Title: What did Henry VIII Believe?
Podcast: Not Just the Tudors
Host: Professor Susannah Lipscomb
Release Date: March 31, 2025
Guest Experts: Dr. Lucy Widding, Dr. John Cooper, Professor Alec Ryrie, Matthew Lyons
Timestamp References: Included as per notable quotes.
Professor Susannah Lipscomb opens the episode by recounting the tragic story of the Six Martyrs executed in London in July 1543. This event serves as a poignant symbol of the religious turmoil during Henry VIII's reign, illustrating the UK's precarious position between Catholicism and emerging Protestantism. Four of the martyrs were Catholics hanged for treason, while two were Protestant heretics burned for their beliefs. Historian Christopher Haigh describes this as a "gruesome symmetry" that challenges the simplistic narrative of England's straightforward shift from Catholic to Protestant.
Notable Quote:
"Their heresy was that they had preached Christ's death and passion was the sufficient ransom for the sin of all the world." (03:13)
Lipscomb delves into the motivations behind Henry VIII's severance from the Roman Catholic Church, primarily focusing on his desire for an annulment from Catherine of Aragon to marry Anne Boleyn. This move was both personal and political, framed by Henry's assertion of spiritual supremacy over the Church in England. The shift was legally cemented through the Act of Supremacy, which declared Henry as the Supreme Head of the Church of England, thereby rejecting papal authority.
Notable Quote:
"The promise of justification is without condition." (04:44)
A significant portion of the episode discusses the historiographical debate surrounding Henry VIII's role in the Reformation. Some historians, like David Starkey, argue that Henry was a politically motivated monarch whose subsequent religious reforms were influenced by court figures such as Thomas Cromwell and Archbishop Thomas Cranmer. Conversely, others, including George Bernard, posit that Henry was the central driving force behind the Reformation, deliberately shaping it to suit his vision and the nation's needs.

→ **Given problem a**: List each line in the records below that contains the word "shoulder".

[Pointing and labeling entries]
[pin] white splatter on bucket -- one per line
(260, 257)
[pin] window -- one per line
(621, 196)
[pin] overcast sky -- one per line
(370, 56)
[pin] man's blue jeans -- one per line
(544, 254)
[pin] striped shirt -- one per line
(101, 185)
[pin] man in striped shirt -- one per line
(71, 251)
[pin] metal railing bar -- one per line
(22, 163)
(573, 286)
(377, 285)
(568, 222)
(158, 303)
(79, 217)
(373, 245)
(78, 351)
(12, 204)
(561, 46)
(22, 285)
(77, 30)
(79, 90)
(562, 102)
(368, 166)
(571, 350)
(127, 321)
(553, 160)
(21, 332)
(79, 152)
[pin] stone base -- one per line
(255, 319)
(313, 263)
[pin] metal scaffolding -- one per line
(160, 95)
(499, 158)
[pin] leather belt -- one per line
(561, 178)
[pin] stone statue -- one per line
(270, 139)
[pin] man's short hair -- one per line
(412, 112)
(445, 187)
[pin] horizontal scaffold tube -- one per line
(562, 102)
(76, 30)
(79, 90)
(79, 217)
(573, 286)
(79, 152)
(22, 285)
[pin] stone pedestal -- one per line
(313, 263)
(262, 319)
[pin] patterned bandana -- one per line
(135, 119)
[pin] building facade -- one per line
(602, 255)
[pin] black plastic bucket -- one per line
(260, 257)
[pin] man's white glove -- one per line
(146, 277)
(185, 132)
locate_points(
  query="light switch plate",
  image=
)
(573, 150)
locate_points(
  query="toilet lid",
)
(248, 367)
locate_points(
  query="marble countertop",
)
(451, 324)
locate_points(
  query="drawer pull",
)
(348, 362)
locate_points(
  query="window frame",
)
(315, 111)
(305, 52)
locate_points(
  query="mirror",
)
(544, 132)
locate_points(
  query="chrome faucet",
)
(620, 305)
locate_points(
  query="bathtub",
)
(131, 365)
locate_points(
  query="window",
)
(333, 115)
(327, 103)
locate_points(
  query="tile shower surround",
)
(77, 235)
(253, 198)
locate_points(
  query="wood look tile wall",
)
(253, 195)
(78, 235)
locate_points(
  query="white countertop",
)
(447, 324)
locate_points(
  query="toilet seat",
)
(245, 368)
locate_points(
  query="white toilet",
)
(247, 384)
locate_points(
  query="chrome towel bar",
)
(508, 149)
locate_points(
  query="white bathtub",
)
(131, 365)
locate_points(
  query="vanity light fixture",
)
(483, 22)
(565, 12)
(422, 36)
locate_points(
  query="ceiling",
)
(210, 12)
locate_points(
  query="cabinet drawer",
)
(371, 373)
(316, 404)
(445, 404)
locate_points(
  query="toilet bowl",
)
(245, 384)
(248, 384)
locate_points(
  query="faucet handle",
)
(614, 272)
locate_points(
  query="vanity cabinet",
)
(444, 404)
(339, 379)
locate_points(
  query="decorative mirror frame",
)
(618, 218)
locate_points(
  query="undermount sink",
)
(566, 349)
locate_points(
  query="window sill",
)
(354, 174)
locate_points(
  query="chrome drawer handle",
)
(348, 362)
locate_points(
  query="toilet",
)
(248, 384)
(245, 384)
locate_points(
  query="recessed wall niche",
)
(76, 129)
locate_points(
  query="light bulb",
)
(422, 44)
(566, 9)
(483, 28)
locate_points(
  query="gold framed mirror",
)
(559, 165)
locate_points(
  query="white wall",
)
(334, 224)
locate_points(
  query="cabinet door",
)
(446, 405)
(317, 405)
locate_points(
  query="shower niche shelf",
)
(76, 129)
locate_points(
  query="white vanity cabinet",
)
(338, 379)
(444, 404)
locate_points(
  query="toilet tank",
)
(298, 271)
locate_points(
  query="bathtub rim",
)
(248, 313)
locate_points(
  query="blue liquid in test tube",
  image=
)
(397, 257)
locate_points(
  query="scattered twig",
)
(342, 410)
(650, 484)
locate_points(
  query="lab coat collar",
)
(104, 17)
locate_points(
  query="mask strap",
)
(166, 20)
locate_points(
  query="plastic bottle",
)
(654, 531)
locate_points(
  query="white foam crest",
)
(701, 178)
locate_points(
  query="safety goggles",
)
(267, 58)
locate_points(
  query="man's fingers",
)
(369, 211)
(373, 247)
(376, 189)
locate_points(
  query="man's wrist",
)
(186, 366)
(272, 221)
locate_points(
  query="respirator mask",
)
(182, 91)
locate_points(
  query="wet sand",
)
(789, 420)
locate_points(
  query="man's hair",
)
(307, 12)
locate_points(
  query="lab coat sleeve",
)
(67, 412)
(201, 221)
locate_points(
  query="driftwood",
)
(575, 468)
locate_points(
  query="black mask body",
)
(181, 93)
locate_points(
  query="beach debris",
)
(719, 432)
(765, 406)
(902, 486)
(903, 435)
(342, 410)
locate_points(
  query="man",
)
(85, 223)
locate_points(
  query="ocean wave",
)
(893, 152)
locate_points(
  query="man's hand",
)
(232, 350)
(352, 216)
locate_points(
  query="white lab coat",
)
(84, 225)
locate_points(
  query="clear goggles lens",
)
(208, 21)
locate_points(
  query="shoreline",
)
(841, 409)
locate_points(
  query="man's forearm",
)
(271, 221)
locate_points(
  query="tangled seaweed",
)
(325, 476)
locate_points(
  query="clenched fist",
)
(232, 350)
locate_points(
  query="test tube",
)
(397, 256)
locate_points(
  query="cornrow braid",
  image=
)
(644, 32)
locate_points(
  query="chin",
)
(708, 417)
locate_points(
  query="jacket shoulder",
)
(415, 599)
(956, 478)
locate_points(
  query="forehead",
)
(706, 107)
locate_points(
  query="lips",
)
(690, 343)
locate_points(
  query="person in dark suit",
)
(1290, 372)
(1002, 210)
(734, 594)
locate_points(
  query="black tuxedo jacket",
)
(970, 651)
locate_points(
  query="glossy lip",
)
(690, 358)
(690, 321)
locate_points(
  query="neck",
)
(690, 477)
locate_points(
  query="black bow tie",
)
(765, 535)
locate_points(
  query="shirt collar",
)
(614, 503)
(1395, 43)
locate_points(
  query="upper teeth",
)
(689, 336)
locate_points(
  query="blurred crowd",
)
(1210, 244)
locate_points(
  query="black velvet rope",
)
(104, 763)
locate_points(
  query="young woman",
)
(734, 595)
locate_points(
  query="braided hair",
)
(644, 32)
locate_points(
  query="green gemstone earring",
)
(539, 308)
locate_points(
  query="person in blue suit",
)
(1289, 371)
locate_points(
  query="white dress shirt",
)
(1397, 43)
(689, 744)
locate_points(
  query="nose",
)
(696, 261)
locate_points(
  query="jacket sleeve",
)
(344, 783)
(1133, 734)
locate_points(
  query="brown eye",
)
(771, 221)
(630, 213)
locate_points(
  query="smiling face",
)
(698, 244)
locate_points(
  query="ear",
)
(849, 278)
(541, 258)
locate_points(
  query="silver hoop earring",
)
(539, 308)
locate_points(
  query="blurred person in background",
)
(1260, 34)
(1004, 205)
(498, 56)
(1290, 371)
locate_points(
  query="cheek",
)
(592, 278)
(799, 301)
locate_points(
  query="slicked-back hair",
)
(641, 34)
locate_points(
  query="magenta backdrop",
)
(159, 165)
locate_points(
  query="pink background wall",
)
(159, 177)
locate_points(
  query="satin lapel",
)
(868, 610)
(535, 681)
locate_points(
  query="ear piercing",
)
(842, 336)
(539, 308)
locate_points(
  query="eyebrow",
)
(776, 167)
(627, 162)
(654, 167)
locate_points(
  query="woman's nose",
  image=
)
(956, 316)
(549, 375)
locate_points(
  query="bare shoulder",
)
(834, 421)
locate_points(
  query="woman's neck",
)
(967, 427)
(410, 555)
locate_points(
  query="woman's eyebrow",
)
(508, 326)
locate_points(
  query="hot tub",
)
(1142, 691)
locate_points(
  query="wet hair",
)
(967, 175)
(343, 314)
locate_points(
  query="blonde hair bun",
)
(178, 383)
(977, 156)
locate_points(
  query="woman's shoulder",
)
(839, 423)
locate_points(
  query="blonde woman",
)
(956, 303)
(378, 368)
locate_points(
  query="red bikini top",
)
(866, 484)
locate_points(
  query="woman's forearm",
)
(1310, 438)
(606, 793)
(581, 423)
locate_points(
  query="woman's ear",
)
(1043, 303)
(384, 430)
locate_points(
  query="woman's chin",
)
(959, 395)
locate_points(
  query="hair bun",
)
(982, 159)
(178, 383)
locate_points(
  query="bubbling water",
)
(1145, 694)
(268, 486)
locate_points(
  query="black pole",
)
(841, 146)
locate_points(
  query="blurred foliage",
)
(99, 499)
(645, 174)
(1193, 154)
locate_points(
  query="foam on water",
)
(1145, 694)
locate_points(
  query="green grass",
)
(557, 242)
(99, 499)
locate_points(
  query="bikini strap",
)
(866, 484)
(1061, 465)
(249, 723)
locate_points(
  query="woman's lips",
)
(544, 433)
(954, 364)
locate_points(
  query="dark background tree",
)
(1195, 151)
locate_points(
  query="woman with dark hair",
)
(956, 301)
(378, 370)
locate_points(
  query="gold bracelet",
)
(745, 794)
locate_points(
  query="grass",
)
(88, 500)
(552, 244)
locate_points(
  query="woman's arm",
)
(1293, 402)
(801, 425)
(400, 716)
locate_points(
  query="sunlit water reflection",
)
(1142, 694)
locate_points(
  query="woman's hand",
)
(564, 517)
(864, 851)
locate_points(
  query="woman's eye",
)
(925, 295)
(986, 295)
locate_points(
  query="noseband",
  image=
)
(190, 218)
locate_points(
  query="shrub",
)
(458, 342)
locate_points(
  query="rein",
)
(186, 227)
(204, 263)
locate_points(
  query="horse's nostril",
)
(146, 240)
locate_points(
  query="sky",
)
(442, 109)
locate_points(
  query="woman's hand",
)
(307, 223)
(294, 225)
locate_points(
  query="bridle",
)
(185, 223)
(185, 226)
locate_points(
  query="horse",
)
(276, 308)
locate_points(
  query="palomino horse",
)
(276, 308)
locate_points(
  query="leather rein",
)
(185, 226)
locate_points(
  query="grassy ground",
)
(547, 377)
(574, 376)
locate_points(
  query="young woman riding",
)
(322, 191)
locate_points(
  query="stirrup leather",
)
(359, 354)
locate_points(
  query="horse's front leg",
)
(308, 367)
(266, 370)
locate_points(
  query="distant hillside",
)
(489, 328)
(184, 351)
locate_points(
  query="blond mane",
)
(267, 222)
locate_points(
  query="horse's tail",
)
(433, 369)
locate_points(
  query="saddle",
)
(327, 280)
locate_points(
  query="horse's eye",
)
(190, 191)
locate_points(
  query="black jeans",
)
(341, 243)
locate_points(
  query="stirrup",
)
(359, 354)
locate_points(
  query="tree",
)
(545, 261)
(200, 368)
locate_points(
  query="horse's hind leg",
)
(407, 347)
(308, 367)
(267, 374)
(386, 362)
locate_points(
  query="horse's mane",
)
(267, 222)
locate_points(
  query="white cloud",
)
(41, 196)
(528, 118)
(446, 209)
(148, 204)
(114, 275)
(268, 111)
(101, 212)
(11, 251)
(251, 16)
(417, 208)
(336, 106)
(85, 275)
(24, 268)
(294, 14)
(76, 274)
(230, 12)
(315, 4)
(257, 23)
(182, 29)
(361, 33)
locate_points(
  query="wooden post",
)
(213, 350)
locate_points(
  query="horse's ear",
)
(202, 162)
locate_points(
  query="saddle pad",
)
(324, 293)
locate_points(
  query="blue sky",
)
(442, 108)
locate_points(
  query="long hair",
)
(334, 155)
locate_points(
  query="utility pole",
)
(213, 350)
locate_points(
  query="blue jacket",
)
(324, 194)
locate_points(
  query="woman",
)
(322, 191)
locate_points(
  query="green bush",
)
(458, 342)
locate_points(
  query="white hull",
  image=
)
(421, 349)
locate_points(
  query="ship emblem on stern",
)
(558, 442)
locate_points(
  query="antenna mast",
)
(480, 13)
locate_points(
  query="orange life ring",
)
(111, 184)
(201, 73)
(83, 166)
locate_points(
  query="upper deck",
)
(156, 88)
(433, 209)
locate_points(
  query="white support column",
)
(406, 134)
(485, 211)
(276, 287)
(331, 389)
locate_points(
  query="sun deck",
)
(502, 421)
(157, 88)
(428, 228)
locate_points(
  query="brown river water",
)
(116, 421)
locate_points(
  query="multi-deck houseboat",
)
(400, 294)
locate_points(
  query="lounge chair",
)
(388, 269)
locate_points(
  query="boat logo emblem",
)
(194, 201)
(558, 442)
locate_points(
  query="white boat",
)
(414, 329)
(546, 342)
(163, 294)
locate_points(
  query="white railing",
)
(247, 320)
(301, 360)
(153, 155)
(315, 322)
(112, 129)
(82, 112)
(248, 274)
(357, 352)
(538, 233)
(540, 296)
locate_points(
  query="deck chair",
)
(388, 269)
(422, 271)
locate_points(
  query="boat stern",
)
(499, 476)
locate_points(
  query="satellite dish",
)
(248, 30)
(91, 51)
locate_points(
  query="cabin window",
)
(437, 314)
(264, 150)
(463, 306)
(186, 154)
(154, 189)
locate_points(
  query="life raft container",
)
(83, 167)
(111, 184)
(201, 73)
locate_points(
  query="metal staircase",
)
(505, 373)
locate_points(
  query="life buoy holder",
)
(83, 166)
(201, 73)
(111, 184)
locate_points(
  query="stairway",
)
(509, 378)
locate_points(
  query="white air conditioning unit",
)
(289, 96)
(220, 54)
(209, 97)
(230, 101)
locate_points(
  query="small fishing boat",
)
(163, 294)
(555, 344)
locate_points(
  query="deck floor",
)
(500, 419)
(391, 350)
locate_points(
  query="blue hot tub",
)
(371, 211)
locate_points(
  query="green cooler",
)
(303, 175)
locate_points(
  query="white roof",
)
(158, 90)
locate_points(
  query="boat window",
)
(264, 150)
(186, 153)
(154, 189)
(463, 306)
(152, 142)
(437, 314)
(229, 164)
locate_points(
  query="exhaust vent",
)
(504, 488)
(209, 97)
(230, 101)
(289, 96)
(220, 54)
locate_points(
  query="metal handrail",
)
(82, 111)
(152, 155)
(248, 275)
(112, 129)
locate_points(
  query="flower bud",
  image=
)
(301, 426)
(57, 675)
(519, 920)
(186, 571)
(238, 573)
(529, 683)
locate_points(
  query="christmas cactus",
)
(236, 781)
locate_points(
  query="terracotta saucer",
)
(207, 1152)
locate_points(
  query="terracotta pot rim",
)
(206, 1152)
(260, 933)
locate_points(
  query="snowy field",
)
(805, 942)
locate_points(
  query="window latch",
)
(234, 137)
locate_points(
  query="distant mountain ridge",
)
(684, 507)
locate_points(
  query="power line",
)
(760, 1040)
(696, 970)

→ **Given problem b**: Write what comes next in the podcast summary about Henry VIII's beliefs, starting after its last sentence.

→ **Exercise output a**:
  query="jacket shoulder",
  query="bare shoulder",
  query="woman's shoulder",

→ **Exercise output b**:
Notable Quote:
"It wasn’t Henry’s fraudulence that corrupted religion in England, but the ailing and treacherous principle of evangelical puritanism." (12:44)
In 1536, Henry VIII introduced the 10 Articles, a doctrinal statement that redefined key aspects of Christianity in England. This included reducing the sacraments from seven to three—baptism, Eucharist, and penance—and affirming beliefs such as the real presence of Christ in the Eucharist. These articles reflected a middle path, maintaining certain Catholic doctrines while incorporating Protestant ideas, thereby consolidating Henry's control over religious practice.
Notable Quote:
"A sacrament, in the classic definition, is a visible sign of an invisible grace." (14:29)
The episode highlights Thomas Cromwell's pivotal role in the dissolution of the monasteries, a decisive move that dismantled over 800 religious houses between 1536 and 1540. This not only led to significant financial gain for the Crown but also eradicated key centers of traditional Catholic worship and learning in England. Cromwell's administrative prowess and ideological commitment were crucial in executing Henry's religious and economic policies.
Notable Quote:
"Henry wasn't wrong necessarily to be concerned about opposition from the monastic orders." (23:25)
Lipscomb explores the widespread resistance to Henry's reforms, particularly the Pilgrimage of Grace—a major uprising in Northern England demanding the restoration of the monasteries and the Pope's authority. This rebellion underscored the deep-seated opposition to the abrupt religious and social changes imposed by Henry and Cromwell. The Crown's response was both brutal and strategic, intensifying the efforts to enforce the new religious order.
Notable Quote:
"The rebel demands included the suppression of heresies, the punishment of heretics, the restitution of the Pope's spiritual authority, the re-establishment of the monasteries and observant friars." (27:43)
In 1539, Henry VIII passed the Six Articles Act, which reaffirmed several conservative Catholic doctrines, such as the real presence of Christ in the Eucharist and the necessity of confession to a priest. This act represented a significant counter-reformation, setting strict boundaries against Protestant reforms and stalling further religious transformation. The Six Articles were seen by some historians as a halt to the Reformation, but they simultaneously maintained key aspects of Henry's earlier reforms.
Notable Quote:
"The 10 articles, as the doctrinal statement of a Reformation Church, actually set out a fairly conservative program where salvation depended on good works as much as faith." (20:56)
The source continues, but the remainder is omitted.